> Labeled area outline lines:
__________

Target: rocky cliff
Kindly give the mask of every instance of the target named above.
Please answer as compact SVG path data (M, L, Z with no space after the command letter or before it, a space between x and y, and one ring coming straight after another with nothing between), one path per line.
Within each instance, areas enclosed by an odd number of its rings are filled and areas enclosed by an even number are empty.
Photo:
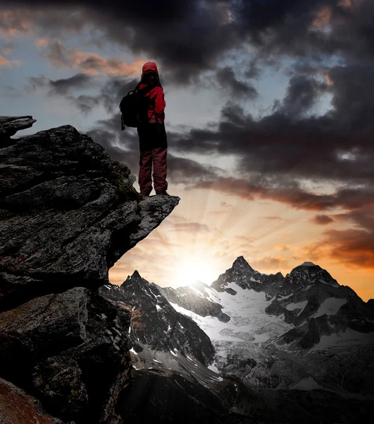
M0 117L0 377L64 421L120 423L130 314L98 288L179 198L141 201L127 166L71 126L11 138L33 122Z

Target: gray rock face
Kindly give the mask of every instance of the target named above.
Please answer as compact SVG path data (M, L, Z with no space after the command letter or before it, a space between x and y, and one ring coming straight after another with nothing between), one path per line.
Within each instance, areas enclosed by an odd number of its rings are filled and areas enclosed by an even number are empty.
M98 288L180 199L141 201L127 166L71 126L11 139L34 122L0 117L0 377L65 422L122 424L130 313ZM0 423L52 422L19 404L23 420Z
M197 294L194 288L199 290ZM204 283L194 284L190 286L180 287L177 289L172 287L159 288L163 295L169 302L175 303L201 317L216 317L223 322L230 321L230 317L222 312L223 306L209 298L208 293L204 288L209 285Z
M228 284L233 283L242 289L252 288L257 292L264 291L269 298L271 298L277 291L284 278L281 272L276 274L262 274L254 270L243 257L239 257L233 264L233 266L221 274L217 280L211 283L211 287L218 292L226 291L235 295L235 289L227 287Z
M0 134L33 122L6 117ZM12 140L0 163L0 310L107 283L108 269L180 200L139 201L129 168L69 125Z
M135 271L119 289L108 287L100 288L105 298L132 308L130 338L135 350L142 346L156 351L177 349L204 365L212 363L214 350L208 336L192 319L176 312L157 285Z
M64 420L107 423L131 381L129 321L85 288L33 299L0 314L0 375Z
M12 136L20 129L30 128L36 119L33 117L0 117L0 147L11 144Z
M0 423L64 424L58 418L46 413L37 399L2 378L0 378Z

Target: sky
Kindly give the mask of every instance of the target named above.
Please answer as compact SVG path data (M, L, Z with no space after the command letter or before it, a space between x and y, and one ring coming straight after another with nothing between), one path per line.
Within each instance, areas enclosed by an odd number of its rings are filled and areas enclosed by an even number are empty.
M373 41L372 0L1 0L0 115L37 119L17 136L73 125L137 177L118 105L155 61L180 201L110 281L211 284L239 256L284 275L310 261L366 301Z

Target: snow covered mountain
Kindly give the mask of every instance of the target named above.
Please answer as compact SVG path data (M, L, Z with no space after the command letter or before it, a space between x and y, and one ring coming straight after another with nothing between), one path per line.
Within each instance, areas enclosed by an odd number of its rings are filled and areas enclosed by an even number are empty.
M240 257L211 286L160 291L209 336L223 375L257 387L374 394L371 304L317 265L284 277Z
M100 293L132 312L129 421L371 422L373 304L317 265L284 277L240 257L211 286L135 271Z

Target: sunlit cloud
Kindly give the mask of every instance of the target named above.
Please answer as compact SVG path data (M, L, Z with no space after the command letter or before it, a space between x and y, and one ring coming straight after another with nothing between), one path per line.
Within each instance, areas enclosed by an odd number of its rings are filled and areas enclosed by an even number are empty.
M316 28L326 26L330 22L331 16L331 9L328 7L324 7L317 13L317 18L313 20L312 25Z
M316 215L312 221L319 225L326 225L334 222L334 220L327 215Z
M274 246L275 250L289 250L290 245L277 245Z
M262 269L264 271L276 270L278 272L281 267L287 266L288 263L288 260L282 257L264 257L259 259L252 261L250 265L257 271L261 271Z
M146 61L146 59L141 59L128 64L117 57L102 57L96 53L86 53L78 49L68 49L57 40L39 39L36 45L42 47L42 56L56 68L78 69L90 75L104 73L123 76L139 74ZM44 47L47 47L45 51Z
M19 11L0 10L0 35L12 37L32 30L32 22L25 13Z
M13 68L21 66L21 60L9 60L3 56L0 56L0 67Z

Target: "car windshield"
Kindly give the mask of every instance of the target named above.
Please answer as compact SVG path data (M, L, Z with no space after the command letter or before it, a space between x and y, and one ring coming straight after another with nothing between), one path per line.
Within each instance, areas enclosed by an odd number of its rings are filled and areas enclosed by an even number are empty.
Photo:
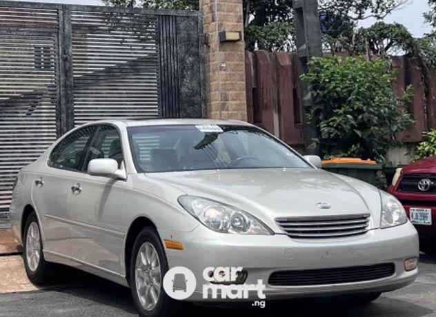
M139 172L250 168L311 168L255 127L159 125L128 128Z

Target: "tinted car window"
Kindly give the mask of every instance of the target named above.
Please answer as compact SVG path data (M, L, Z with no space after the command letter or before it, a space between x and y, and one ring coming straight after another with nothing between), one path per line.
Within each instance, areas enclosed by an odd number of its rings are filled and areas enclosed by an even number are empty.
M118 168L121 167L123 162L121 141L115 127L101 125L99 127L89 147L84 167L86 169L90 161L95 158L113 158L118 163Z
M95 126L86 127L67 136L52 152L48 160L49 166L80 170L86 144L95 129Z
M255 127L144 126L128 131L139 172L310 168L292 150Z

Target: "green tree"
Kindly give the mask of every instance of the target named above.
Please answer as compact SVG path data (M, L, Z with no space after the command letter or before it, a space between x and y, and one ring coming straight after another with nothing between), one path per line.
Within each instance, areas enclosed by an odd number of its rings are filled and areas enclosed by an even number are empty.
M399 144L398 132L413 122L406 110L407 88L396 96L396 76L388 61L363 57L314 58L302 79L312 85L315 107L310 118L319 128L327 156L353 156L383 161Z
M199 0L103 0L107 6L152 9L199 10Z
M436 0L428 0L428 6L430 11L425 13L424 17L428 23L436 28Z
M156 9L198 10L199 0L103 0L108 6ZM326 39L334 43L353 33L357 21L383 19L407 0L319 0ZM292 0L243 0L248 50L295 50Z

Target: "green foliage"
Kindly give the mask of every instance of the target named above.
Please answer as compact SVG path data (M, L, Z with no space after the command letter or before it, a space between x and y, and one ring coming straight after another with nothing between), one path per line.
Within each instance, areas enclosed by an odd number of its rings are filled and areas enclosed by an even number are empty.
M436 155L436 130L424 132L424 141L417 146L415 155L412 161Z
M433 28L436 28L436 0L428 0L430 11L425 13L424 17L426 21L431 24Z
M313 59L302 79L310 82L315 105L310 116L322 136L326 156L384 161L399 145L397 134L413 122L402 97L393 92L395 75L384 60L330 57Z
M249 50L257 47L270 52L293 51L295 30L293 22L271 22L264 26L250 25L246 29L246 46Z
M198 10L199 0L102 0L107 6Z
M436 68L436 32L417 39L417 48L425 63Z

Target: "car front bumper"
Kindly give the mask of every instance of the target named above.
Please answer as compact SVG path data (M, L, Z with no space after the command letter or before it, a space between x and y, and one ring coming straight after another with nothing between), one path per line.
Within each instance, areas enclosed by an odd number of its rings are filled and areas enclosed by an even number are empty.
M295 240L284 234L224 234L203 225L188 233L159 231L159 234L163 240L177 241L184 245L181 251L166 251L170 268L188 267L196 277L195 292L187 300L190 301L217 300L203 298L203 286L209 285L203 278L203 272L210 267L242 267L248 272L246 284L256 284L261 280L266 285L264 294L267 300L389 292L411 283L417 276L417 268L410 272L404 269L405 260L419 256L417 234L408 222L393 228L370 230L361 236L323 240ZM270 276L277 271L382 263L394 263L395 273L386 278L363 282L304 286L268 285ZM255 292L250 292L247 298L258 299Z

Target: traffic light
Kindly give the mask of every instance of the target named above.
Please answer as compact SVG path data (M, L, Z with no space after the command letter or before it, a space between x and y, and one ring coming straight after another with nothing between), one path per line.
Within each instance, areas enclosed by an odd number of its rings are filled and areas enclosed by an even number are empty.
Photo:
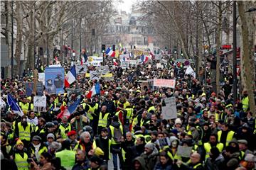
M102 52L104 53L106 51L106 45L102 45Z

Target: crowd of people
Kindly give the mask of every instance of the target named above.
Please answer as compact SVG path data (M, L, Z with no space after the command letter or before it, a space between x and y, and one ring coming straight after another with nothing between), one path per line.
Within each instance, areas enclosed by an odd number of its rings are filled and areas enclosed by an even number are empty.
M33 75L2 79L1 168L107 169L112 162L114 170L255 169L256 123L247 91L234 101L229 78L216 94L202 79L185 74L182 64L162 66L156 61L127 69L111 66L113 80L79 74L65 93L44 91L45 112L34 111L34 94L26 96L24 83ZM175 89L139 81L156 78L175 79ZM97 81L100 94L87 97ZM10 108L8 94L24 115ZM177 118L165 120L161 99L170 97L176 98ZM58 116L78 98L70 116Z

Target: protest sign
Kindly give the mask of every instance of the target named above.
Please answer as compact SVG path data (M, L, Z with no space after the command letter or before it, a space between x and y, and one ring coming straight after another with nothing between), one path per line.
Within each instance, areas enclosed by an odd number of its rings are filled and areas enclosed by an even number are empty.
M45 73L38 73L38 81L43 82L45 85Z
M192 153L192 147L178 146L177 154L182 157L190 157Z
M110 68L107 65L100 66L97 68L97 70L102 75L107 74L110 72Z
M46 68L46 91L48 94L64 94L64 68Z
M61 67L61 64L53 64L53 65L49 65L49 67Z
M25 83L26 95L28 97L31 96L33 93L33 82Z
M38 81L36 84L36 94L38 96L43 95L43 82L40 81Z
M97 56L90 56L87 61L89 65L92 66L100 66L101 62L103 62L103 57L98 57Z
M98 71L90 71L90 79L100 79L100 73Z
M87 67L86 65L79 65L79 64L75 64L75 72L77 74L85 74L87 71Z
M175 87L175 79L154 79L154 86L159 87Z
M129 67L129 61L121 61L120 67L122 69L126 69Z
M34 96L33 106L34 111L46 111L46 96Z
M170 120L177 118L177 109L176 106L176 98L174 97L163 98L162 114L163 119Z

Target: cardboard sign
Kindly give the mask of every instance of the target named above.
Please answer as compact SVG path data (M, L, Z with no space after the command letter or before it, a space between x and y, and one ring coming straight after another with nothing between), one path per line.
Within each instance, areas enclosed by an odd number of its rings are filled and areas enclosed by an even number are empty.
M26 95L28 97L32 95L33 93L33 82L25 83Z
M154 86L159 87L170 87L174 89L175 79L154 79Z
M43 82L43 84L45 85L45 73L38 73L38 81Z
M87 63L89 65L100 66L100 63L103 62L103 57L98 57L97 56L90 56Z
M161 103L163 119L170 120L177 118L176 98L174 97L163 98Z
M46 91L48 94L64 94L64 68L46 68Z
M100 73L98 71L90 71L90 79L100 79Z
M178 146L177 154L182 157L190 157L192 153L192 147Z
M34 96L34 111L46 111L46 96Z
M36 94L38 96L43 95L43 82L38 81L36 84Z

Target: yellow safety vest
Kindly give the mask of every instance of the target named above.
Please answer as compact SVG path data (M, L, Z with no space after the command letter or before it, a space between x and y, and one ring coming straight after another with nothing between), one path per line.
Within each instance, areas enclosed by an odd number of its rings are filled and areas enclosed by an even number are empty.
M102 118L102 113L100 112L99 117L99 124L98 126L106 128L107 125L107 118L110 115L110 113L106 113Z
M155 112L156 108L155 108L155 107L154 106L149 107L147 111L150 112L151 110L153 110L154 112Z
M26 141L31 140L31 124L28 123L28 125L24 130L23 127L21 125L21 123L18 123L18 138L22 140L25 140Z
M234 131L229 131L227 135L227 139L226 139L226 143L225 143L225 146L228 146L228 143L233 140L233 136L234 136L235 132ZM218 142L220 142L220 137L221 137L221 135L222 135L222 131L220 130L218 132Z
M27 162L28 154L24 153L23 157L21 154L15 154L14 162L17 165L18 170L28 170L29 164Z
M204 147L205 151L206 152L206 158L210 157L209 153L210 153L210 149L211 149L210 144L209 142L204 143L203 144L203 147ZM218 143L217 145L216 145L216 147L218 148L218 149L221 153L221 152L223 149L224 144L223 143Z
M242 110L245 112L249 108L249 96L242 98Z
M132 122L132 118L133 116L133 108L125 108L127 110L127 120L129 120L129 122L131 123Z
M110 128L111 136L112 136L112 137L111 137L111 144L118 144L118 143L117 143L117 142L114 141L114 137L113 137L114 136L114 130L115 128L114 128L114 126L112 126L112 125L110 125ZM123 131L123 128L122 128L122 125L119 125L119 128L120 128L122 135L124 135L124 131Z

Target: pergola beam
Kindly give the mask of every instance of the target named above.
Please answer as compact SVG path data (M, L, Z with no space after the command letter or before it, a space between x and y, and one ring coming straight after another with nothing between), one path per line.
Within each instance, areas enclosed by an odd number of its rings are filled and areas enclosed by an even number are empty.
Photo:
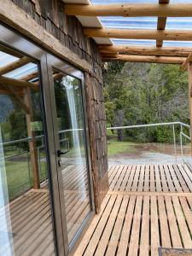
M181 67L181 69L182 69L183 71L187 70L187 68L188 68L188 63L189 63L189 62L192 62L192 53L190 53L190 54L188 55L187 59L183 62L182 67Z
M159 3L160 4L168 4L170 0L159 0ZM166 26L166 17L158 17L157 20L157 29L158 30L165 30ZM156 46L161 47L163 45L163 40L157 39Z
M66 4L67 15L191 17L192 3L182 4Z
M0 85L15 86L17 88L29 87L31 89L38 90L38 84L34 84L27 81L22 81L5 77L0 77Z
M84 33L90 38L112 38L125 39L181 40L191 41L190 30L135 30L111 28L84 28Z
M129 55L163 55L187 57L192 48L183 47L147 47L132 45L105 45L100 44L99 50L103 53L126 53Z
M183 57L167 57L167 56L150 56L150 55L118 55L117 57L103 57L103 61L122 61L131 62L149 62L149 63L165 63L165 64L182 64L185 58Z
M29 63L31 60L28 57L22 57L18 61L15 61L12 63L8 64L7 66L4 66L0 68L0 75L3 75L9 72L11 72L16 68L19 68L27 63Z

__________

> What the task asks: Put into a JSON list of strings, one per line with blank lines skipped, everything from the line containing "Target: pergola beam" down to the end of the lines above, leaving out the pictures.

> Final answer:
[
  "Target: pergola beam",
  "Kindly give the mask of every instance of the target named above.",
  "Please answer as compact SVG path data (M, L, Z with no space after the command letter or before it, a space between x and y, and one ring coming straight after another with nothing between), one path per line.",
  "Within each instance, areas enclosed by an odd number of its rings are filled and areas enclosed by an even number are empty.",
  "Photo:",
  "M181 67L181 69L182 69L183 71L187 70L187 68L188 68L188 63L189 63L189 62L192 62L192 53L190 53L190 54L188 55L187 59L183 62L182 67Z",
  "M159 3L160 4L168 4L170 0L159 0ZM166 26L166 17L158 17L157 20L157 29L158 30L165 30ZM156 46L161 47L163 45L163 40L157 39Z",
  "M66 4L67 15L191 17L192 3L182 4Z",
  "M0 85L15 86L17 88L29 87L31 89L38 90L38 84L34 84L27 81L22 81L5 77L0 77Z",
  "M84 33L90 38L112 38L125 39L181 40L191 41L190 30L135 30L111 28L84 28Z",
  "M129 55L163 55L187 57L192 48L183 47L147 47L132 45L105 45L100 44L99 50L103 53L126 53Z",
  "M183 57L167 57L167 56L150 56L150 55L118 55L117 57L103 57L103 61L122 61L131 62L149 62L149 63L165 63L165 64L182 64L185 58Z",
  "M29 63L31 60L28 57L22 57L18 61L15 61L12 63L8 64L7 66L4 66L0 68L0 75L3 75L9 72L11 72L16 68L19 68L27 63Z"
]